▶ _Stated exercise_: Reproduce the stretch of lines from the one containing "point: spoon |" through the one containing "Target: white ceramic plate", both included, and nothing else.

▶ _Extracted data_:
§
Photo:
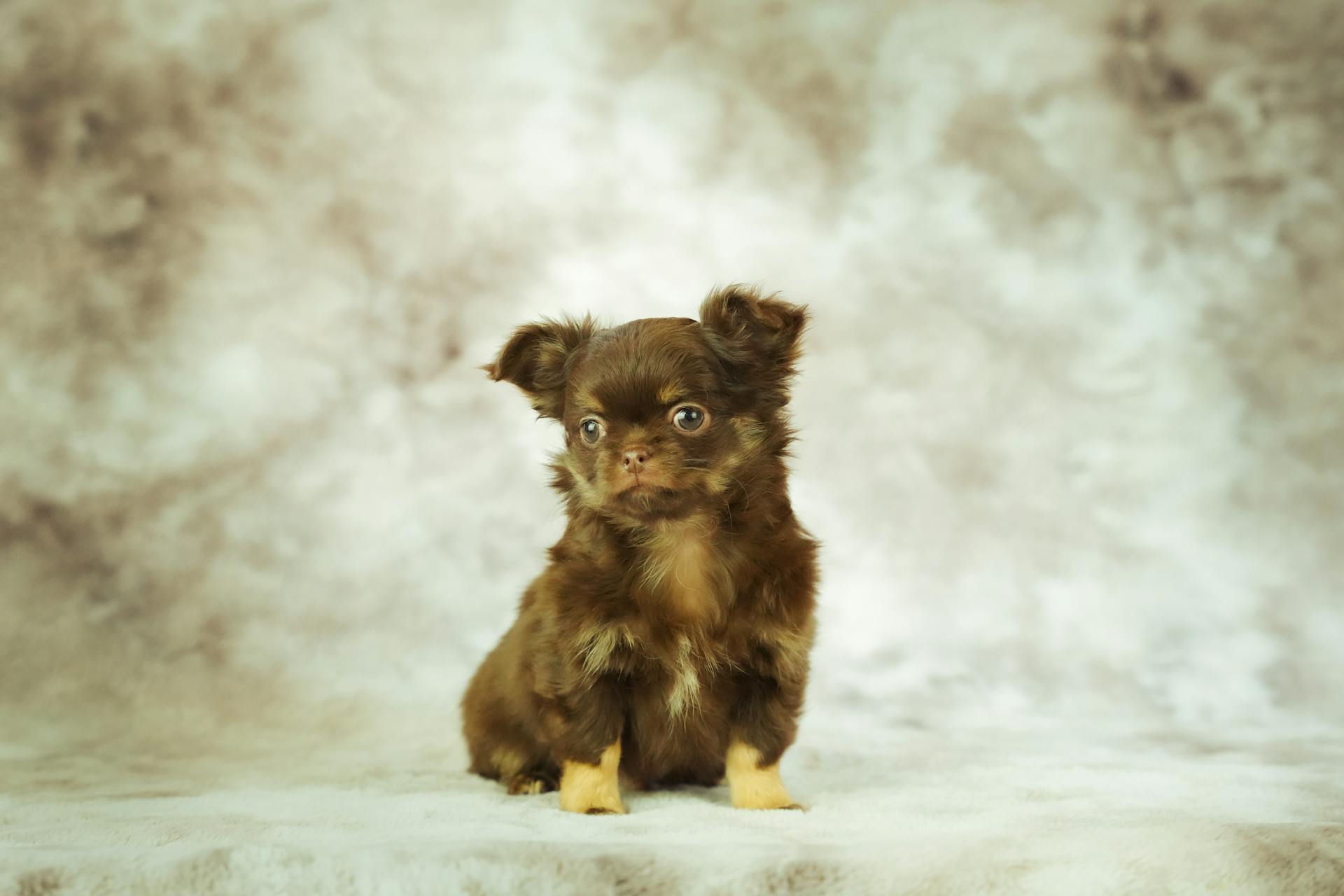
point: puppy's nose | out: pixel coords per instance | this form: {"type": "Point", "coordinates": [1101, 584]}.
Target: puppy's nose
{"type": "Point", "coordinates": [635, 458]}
§
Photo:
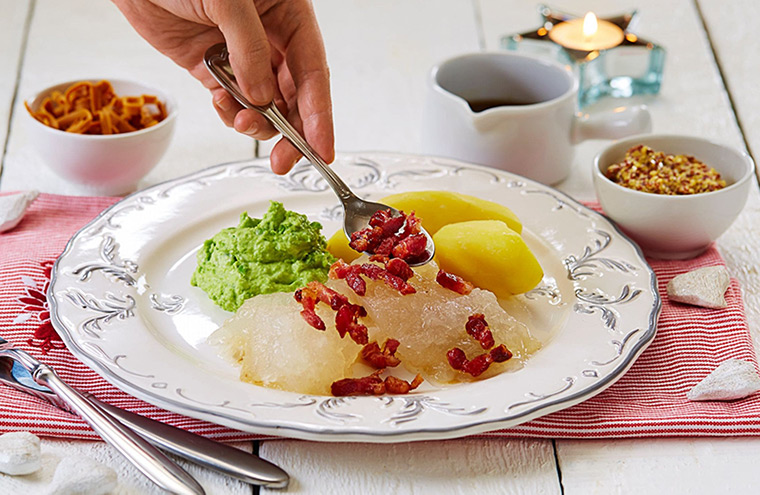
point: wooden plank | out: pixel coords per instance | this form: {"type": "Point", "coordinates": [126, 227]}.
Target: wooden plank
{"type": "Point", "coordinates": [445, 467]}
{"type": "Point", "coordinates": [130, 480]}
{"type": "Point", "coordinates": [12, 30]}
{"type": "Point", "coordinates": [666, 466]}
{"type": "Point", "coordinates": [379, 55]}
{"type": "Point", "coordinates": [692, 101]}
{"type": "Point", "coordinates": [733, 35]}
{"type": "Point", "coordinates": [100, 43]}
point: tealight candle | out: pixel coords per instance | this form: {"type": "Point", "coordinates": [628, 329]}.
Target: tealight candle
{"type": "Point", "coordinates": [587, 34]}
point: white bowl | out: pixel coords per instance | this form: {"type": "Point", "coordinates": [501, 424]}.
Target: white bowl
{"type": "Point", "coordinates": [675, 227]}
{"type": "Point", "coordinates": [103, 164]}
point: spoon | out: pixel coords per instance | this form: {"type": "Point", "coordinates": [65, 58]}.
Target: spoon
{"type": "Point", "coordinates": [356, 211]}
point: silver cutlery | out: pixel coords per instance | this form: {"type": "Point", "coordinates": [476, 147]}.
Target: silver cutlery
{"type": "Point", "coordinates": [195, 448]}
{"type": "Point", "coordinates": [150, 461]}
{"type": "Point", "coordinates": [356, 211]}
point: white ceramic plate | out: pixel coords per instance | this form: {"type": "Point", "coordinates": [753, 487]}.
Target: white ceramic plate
§
▶ _Finished task_:
point: spoon | out: pixel coords per instance | this form: {"type": "Point", "coordinates": [65, 58]}.
Target: spoon
{"type": "Point", "coordinates": [356, 211]}
point: silver cutlery | out: pixel coords per instance | this form: {"type": "Point", "coordinates": [476, 147]}.
Target: silver cutlery
{"type": "Point", "coordinates": [195, 448]}
{"type": "Point", "coordinates": [150, 461]}
{"type": "Point", "coordinates": [356, 211]}
point: white ceramic plate | out: pixel coords per instance | this form: {"type": "Point", "coordinates": [753, 487]}.
Target: white ceramic plate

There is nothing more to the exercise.